Thứ Năm, 16 tháng 6, 2011

Still no substitute for dialogue

(Statement of former Speaker Jose de Venecia Jr., founding chairman, International Conference of Asian Political Parties (ICAPP), on a Formula for a Comprehensive Negotiated Settlement in the China Sea.)
MANILA, Philippines — Temporarily shelve the issue of sovereignty, joint drilling for oil and gas under equitable profit-sharing, open seas, UNCLOS, withdrawal from armed garrison and demilitarization, tourism and other modes of economic development, Zone of peace: Solutions to crisis in China Sea
The rising risks of conflict and armed clashes in the South China Sea, or what the Philippines now calls the West Philippine Sea or Vietnam’s East Sea, as large as the Mediterranean, compels us to offer a comprehensive formula for a general settlement, especially among the three “frontline states” in case of war – God forbid – among the Philippines, China, and Vietnam.

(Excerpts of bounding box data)
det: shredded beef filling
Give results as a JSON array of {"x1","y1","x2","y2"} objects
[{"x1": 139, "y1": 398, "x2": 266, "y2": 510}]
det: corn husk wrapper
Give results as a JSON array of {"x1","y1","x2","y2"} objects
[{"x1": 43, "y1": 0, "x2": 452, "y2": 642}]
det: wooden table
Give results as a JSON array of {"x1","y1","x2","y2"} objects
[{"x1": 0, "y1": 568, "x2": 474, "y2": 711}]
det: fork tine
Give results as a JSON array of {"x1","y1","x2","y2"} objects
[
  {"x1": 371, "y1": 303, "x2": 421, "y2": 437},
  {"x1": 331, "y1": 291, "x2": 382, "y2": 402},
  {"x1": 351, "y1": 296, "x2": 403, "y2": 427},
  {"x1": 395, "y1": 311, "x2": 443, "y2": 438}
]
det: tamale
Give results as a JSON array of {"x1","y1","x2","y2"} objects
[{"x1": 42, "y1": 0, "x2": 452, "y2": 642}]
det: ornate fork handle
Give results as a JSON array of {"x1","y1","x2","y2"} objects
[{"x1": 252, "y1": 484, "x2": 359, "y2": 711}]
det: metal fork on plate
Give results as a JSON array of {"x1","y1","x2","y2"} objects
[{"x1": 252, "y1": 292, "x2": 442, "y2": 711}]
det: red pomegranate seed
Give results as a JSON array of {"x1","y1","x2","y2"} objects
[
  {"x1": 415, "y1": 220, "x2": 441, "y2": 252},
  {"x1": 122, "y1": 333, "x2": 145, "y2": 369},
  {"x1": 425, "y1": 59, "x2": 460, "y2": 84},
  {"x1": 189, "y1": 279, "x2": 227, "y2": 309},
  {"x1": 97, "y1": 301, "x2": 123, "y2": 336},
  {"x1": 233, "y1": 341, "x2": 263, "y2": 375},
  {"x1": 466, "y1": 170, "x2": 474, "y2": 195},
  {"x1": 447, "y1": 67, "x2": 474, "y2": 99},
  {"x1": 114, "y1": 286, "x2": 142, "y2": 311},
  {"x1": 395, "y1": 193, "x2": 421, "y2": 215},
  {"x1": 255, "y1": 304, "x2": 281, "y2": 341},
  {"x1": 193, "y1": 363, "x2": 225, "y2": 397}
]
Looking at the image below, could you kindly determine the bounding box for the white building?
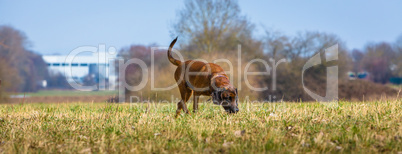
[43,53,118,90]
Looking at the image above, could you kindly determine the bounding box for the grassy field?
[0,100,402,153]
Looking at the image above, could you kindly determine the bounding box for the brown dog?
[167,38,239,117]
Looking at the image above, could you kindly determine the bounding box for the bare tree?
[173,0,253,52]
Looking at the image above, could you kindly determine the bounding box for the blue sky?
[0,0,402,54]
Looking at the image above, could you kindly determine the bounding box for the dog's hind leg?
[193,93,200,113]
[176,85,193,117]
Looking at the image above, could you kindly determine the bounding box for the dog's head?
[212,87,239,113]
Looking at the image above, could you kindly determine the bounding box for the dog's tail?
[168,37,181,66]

What the task requires.
Carry on the statement about a negotiated settlement in the China Sea, starting right after its last sentence.

Reply to the exercise.
And in the midst of incendiary rhetoric flowing freely from various capitals across the sea, the bottomline remains: there is still no substitute for dialogue and a negotiated political settlement.
Recently in Hanoi, before the Communist Party of Vietnam (CPV), I proposed “Open Seas,” Temporary Shelving the Issue of Sovereignty to make way for Joint Oil-and-Gas Drilling under an Equitable Profit-Sharing Formula (considering some of the oil-rich nations of the Middle East and North Africa are in turmoil), observance now to the extent possible, of UNCLOS (United Nations Convention on the Law of the Sea), withdrawal from the armed garrisons in the Spratlys, or demilitarization of the area, tourism and other modes of economic development and full conversion to a Zone of Peace, Friendship and Development as a comprehensive solution to the continuing crisis in the South China Sea.
The Philippines and Vietnam accused China of trying to intimidate rival claimants to the Spratlys islands. For his part, China’s Defense Minister Liang Guanglie, attending the Singapore “Shangri-la Dialogue” forum for the first time, warned against “alliances directed at third parties,”seeming to imply the Philippines and Vietnam are plotting to deny to China the strategic South China Sea and its reputed rich oil and gas resources.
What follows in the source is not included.